:: Cosa fare ::
a) Secondo l'estratto del documento, in quale città è nato James Dacombe?
b) Indica se ciascuna affermazione concorda con l'estratto del documento, rispondendo sì o no e citando le parole decisive del testo: (i) Dacombe frequentò il St Aidan’s & St John Fisher Sixth Form per soli due giorni; (ii) Olix è stata fondata nel 2022; (iii) CoMind produceva semiconduttori.

:: Estratto del documento ::
------------------------------------------------------------------------

James Dacombe è diventato il miliardario più giovane d’Europa grazie al successo della sua società Olix. Tutte le tappe della sua vertiginosa ascesa
Completare gli studi superiori, laurearsi e cercare di trovare un lavoro soddisfacente. È il binario su cui si muovono le vite di milioni di giovani. Non sempre, però, la strada canonica è quella che porta a fama e successo.
Lo sa benissimo James Dacombe, il fondatore di Olix, recentemente diventato il miliardario più giovane d’Europa. James ha lasciato gli studi a 18 anni per creare la sua prima azienda e a 25 anni può vantare una proprietà di quote azionarie per un valore di circa 1,1 miliardi di euro. Questa è la sua incredibile storia.
L’inarrestabile ascesa di Dacombe
Classe 2000, James Dacombe è nato ad Harrogate, cittadina inglese del North Yorkshire, e già a 13 anni impara a realizzare siti web e app per smartphone.
Un talento precoce che fatica a essere incanalato nei percorsi didattici tradizionali. James dopo aver lasciato il prestigioso Ashville College si iscrive al St Aidan’s & St John Fisher Sixth Form per completare le scuole superiori ma resiste soltanto 2 giorni.
L’abbandono scolastico coincide con la nascita di CoMind, la prima azienda firmata Dacombe specializzata nella creazione di strumenti di monitoraggio dell’attività cerebrale dei pazienti medici.
Un successo che lo porterà a ottenere la Thiel Fellowship, un finanziamento dedicato al fondatore di PayPal assegnato ai giovani imprenditori senza laurea. 100.000 dollari, pari a circa 86.000 euro, che il ragazzo investirà nella sua nuova creazione: Olix.
La nascita e il boom di Olix
Nel 2024 Dacombe crea Olix con un obiettivo estremamente ambizioso: contrastare la leadership mondiale di Nvidia sul mercato dei semiconduttori.
In questo momento storico i chip sembrano essere il bene più prezioso in assoluto, complice il boom dell’intelligenza artificiale e l’arrivo di data center sempre più grandi ed esigenti a livello di richiesta di componenti e memorie.

------------------------------------------------------------------------

:: Materiale di partenza ::
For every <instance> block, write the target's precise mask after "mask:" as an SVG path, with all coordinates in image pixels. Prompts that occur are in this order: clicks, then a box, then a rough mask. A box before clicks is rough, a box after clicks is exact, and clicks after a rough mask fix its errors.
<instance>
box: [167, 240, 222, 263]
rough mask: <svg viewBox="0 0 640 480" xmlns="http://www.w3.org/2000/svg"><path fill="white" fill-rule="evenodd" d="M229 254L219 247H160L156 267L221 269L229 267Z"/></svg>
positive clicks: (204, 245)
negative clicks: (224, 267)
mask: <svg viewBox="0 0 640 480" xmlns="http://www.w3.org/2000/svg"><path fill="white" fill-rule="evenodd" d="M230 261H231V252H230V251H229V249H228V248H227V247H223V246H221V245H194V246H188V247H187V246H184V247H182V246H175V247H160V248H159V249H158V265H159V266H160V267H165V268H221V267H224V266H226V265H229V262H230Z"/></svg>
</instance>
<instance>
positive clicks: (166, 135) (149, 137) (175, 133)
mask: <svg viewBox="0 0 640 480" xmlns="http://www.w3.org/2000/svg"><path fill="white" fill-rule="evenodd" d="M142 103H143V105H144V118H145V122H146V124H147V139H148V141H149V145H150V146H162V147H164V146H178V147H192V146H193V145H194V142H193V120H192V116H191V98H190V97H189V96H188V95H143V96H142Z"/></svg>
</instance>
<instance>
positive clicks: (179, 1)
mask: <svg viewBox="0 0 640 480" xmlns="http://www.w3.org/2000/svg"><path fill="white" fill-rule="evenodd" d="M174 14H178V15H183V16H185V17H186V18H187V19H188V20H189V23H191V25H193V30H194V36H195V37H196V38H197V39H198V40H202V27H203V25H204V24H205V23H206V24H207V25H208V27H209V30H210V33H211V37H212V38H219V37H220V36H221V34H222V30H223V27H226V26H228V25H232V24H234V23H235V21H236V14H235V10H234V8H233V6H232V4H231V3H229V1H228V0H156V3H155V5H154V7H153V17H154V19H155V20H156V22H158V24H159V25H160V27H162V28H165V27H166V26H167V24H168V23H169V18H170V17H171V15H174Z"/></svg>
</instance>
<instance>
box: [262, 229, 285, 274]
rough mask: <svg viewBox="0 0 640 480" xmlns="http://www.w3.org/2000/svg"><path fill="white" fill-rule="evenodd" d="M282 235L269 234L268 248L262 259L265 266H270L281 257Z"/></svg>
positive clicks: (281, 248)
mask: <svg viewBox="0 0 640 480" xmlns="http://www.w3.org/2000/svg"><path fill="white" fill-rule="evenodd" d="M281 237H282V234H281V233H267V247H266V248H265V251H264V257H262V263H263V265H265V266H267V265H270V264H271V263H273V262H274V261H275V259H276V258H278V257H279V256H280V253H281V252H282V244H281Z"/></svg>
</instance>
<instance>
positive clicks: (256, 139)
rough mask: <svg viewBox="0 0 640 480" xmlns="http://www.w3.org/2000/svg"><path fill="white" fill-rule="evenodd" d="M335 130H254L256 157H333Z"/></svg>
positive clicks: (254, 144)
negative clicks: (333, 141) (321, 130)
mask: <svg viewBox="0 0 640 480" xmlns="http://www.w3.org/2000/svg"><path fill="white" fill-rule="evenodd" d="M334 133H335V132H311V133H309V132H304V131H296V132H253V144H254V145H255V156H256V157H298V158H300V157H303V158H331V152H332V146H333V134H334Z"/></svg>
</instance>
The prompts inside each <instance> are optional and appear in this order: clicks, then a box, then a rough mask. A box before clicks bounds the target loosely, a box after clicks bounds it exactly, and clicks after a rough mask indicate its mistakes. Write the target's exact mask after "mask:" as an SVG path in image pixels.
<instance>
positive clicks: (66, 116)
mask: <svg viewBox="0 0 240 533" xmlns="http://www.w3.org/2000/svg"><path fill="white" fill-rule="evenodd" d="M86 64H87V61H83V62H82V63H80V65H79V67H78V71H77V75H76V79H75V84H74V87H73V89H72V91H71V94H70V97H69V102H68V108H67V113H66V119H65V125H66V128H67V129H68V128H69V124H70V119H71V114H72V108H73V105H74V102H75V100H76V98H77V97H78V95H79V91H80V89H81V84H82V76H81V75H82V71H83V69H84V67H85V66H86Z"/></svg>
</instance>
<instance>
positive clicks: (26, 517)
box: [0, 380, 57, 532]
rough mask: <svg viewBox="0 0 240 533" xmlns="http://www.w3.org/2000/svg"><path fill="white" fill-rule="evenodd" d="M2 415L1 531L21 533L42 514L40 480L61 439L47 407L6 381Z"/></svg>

------------------------------------------------------------------------

:: Soluzioni dei compiti ::
a) Ad Harrogate, cittadina inglese del North Yorkshire.

b)
(i) Sì: "resiste soltanto 2 giorni".
(ii) No: "Nel 2024 Dacombe crea Olix".
(iii) No: "specializzata nella creazione di strumenti di monitoraggio dell’attività cerebrale dei pazienti medici".